[Task details]
Copy the lines from the one with "line, e.g. (66,765)." up to and including the one with "Target: person's dark trousers", word for word, but leave any picture out.

[Dataset entries]
-*-*-

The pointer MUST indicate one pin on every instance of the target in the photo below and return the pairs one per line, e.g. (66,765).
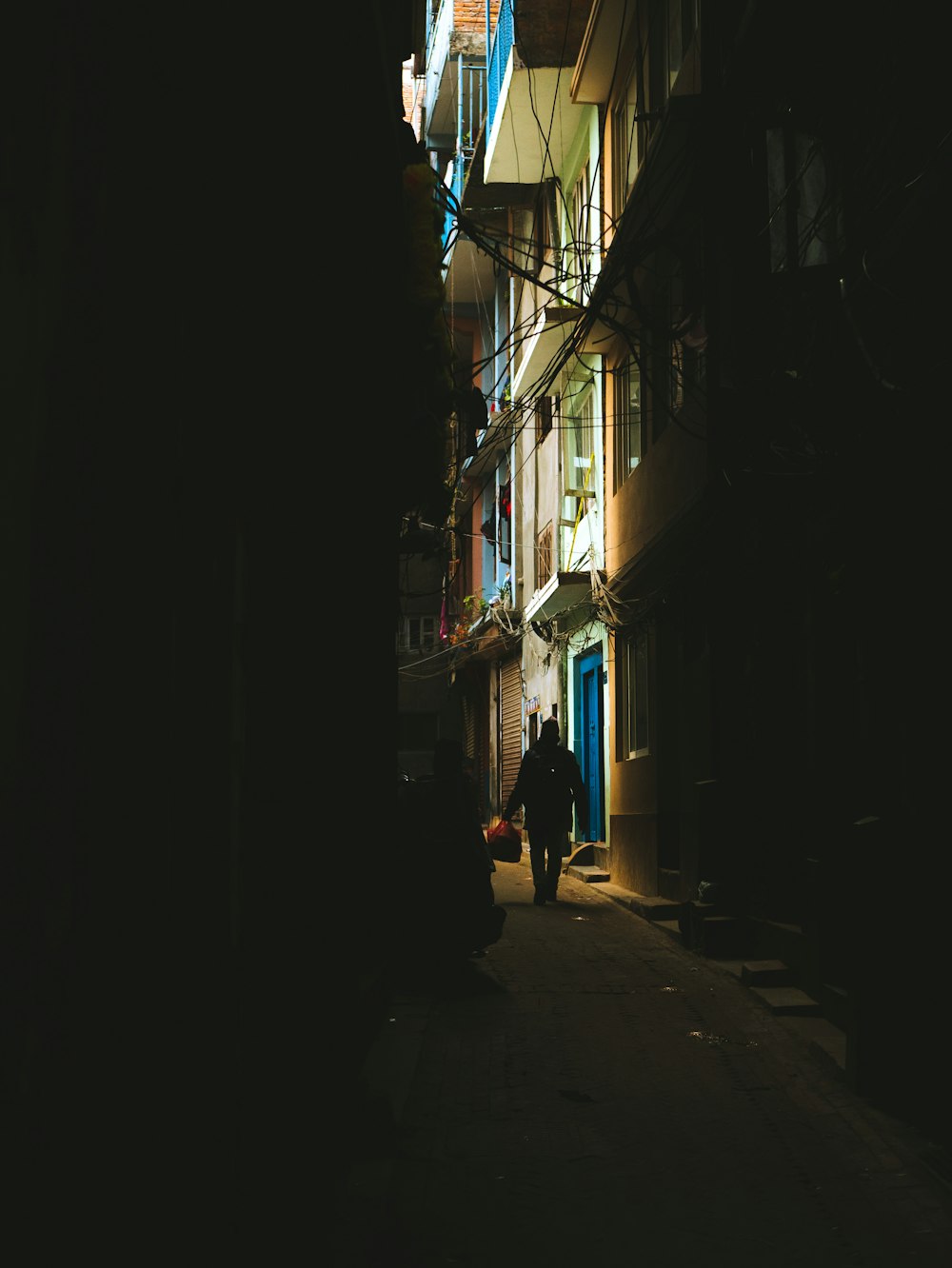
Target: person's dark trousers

-*-*-

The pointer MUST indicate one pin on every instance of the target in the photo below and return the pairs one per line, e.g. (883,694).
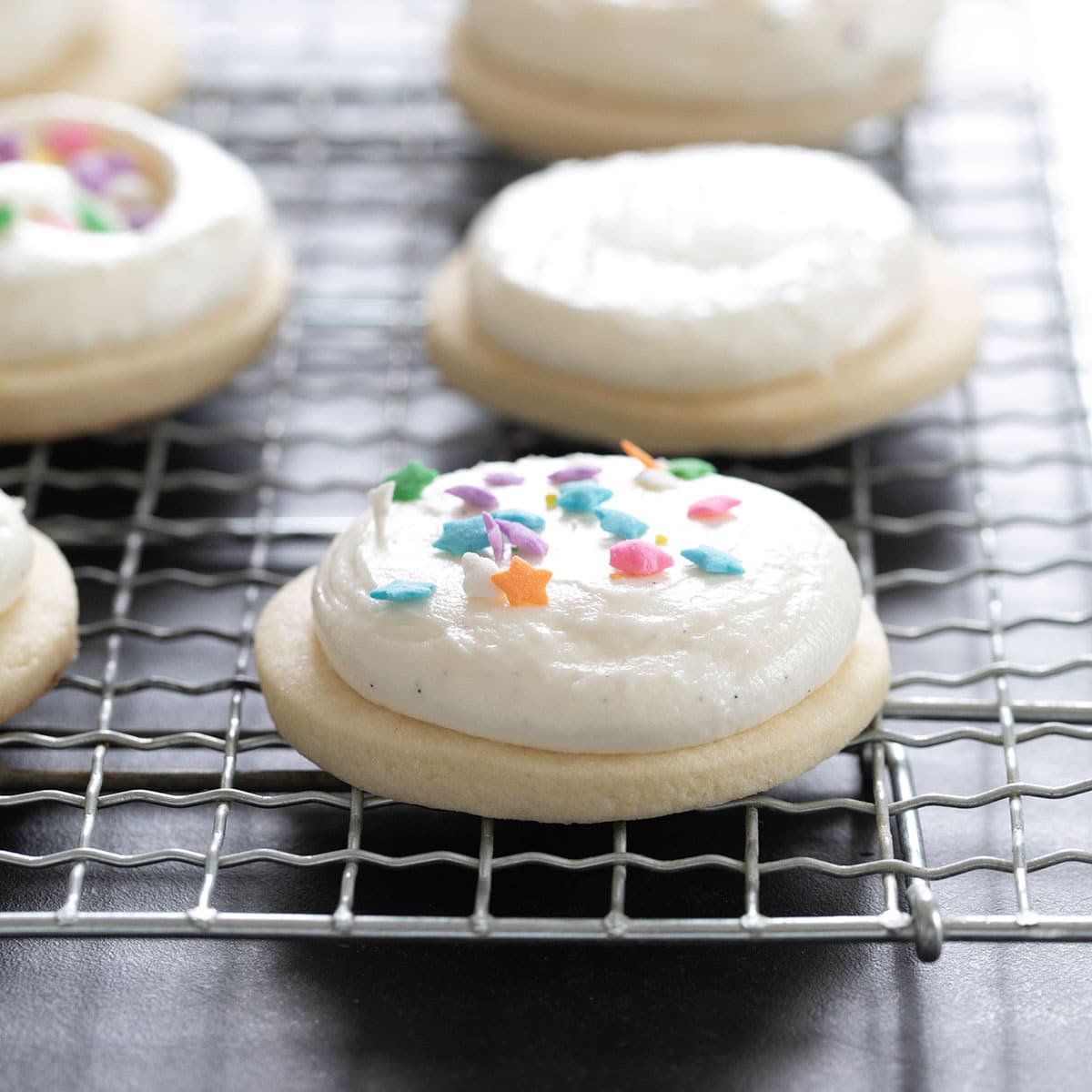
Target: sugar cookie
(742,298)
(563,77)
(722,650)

-*-*-

[Output of the task]
The pointer MUST indicate one pin on every instance of the target in the photo below and return the pairs one per line, e.g. (66,765).
Target: person's dark trousers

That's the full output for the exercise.